- Page text
[Start of section]

Charlie's operation pictures

Charlie

Charlie

Charlie

Charlie

Charlie

Charlie

Charlie

Charlie




Charlie's histopathology report:


Diagnosis Splenic Nodular Hyperplasia and Extramedullary Haemopoiesis

Prognosis Probably good


Histopathology Result
Spleen: 1 sample received; 1 section evaluated.

The splenic parenchyma is markedly expanded by approximately 1.5 cm thick, but remains confined within a histologically normal capsule. There is marked nodular expansion of some lymphoid follicles and sheaths by a mixed population of small lymphocytes with fewer large lymphocytes, occasional histiocytes and the odd plasma cell. The intervening red pulp appears congested and includes substantial extramedullary haematopoiesis (EMH).

MORPHOLOGICAL DIAGNOSIS:
Spleen: Lymphoid Nodular Hyperplasia, Congestion and Extramedullary Haematopoiesis

PROGNOSIS:
Probably Good

COMMENTS:
Splenomegaly is common in the ferret, especially in middle-aged to older patients, but may be seen in young animals. It has been associated with several a variety of disease conditions, including lymphoma, other types of neoplasia, Aleutian Disease, bacterial infections, anaemia, generalized chronic illnesses, extramedullary haemopoiesis (EMH) and congestion. In this case, the pleomorphic nature of the white pulp proliferation is most consistent with benign nodular hyperplasia of the spleen, which in other species, is an incidental finding often associated with ageing. This lesion is not typical of lymphoma; however it should be noted that occasionally in the ferret, splenomegaly can be seen in cases of lymphoma without any neoplastic lymphocytes in the spleen itself, the splenomegaly caused only by EMH, so lymphoma could not be excluded with absolute certainty. There is no overt evidence of neoplasia of any other kind. There is no marked plasmacytic infiltration of the red pulp to suggest Aleutian disease and no increase in splenic granulocytes, so bacterial infection seems unlikely.

[End of section]

- Excerpted data

[Start of section]

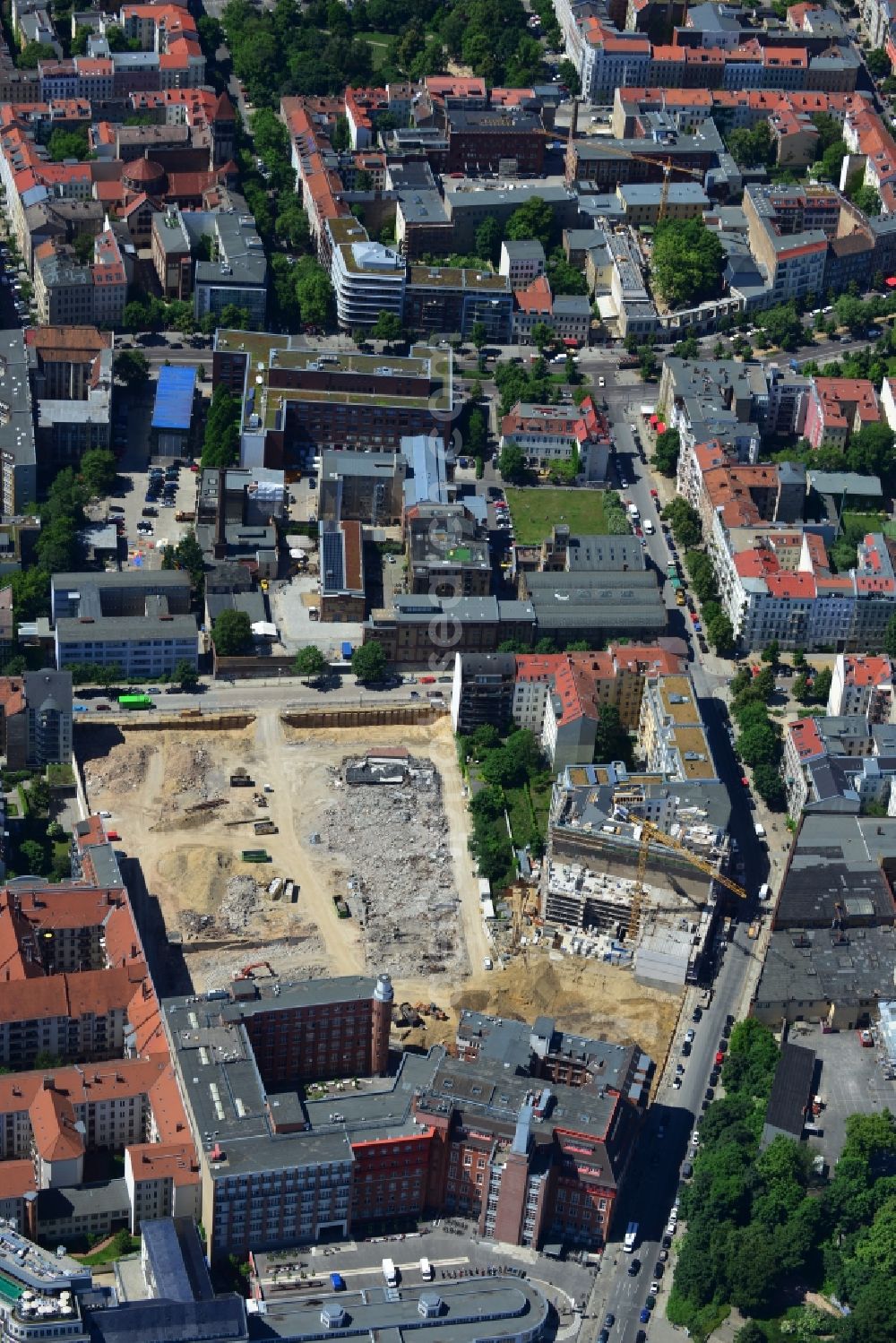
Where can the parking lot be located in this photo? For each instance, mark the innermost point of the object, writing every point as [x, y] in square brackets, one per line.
[129, 500]
[359, 1262]
[852, 1082]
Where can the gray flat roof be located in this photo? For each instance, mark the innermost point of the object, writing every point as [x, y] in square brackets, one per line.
[126, 629]
[16, 426]
[809, 966]
[837, 860]
[791, 1089]
[469, 1311]
[128, 579]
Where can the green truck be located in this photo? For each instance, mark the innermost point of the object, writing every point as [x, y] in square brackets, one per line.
[255, 856]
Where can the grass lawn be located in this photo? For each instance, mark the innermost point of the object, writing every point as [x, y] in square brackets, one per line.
[379, 43]
[868, 521]
[535, 512]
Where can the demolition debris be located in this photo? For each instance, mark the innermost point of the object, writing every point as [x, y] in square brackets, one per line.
[389, 823]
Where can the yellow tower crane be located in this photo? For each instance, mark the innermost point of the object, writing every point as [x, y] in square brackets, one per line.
[651, 834]
[668, 168]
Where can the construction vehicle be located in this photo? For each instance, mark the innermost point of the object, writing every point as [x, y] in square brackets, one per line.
[249, 971]
[667, 164]
[651, 834]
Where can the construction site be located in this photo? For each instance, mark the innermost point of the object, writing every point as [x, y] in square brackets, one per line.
[625, 890]
[265, 844]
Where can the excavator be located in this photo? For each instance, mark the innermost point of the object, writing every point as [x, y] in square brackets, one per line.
[651, 834]
[249, 971]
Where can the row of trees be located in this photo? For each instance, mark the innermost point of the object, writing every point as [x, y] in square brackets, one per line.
[755, 1218]
[511, 763]
[759, 743]
[220, 442]
[323, 46]
[686, 263]
[62, 519]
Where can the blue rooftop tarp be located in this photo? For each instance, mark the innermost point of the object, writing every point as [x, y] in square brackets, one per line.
[175, 396]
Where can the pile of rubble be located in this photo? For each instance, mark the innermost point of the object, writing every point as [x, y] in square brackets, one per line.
[242, 899]
[190, 767]
[401, 887]
[123, 769]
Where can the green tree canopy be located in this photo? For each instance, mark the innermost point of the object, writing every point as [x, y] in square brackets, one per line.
[233, 634]
[512, 463]
[667, 454]
[220, 443]
[368, 662]
[487, 239]
[67, 144]
[185, 675]
[532, 220]
[611, 740]
[314, 292]
[309, 662]
[686, 261]
[132, 368]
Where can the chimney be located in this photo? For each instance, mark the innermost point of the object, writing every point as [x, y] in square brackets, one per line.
[220, 532]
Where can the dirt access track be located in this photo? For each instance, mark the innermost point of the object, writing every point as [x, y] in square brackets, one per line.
[190, 858]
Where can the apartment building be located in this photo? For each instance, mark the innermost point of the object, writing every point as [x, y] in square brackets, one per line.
[670, 734]
[447, 552]
[778, 584]
[367, 486]
[521, 263]
[75, 985]
[790, 228]
[861, 686]
[74, 295]
[482, 691]
[18, 449]
[280, 1171]
[427, 630]
[839, 764]
[134, 621]
[487, 139]
[839, 407]
[298, 400]
[367, 277]
[447, 298]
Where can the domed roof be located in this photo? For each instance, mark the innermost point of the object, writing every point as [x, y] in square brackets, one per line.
[142, 172]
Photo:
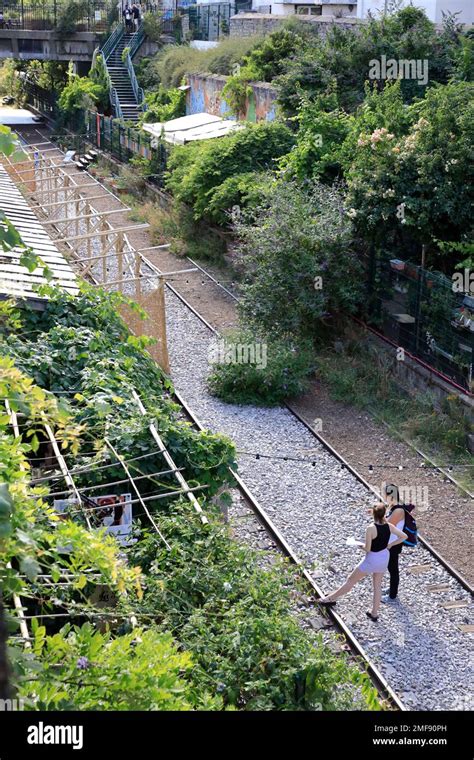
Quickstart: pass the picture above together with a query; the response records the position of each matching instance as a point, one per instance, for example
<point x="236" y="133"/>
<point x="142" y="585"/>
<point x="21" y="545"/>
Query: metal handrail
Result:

[End of section]

- Task requirements
[1] In the histopathology report, update everything from "The splenic parenchyma" down to "extramedullary haematopoiesis (EMH).", replacing "congested" with "engorged".
[2] Answer these questions using the histopathology report:
(a) How many spleen samples were received?
(b) What prognosis does the report give?
(c) Which animal do the comments say splenomegaly is common in?

- Results
[1]
The splenic parenchyma is markedly expanded by approximately 1.5 cm thick, but remains confined within a histologically normal capsule. There is marked nodular expansion of some lymphoid follicles and sheaths by a mixed population of small lymphocytes with fewer large lymphocytes, occasional histiocytes and the odd plasma cell. The intervening red pulp appears engorged and includes substantial extramedullary haematopoiesis (EMH).

[2]
(a) One sample.
(b) Probably good.
(c) The ferret.